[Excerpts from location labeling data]
----------------

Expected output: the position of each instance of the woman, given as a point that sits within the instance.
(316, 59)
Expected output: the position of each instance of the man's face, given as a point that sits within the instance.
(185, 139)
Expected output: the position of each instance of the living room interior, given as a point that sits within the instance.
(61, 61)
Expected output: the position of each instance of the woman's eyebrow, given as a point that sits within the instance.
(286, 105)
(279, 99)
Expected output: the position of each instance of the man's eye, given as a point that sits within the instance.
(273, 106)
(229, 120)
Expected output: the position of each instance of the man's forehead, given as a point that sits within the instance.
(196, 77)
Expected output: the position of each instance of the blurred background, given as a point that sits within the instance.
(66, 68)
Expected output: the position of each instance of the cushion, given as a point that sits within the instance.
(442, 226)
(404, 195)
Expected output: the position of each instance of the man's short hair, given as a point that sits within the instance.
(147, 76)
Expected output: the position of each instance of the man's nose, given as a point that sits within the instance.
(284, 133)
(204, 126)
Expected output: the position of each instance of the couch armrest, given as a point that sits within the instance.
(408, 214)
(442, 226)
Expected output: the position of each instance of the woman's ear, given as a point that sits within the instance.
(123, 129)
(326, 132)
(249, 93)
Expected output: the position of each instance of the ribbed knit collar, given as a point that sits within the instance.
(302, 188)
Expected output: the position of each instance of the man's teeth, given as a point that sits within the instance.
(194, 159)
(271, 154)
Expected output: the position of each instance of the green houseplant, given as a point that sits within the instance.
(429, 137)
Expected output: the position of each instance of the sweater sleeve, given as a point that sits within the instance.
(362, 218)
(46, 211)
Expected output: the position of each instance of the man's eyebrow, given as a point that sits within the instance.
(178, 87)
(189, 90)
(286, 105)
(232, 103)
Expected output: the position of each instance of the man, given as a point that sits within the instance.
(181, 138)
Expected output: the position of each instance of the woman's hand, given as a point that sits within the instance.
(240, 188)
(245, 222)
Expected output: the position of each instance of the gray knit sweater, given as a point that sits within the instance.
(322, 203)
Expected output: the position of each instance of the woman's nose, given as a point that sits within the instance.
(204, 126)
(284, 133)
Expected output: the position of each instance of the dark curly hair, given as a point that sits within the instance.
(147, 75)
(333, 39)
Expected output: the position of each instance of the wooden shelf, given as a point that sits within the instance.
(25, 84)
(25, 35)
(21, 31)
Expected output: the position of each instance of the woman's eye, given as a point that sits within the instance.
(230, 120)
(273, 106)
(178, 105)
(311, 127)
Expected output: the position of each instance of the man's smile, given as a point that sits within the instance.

----------------

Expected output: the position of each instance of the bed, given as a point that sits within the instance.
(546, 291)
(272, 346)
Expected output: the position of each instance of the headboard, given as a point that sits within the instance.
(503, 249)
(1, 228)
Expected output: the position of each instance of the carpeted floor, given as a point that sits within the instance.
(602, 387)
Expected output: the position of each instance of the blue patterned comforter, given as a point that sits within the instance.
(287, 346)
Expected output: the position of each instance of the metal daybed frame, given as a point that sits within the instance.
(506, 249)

----------------

> Work required:
Find each line above that contains the word "knit", and copy every one of those lines.

> Worked answer:
Expected output: the position of each instance of the ribbed knit collar, given as a point that sits within the instance.
Expected output: the position of each instance of the gray knit sweater, given as a point that sits within the instance.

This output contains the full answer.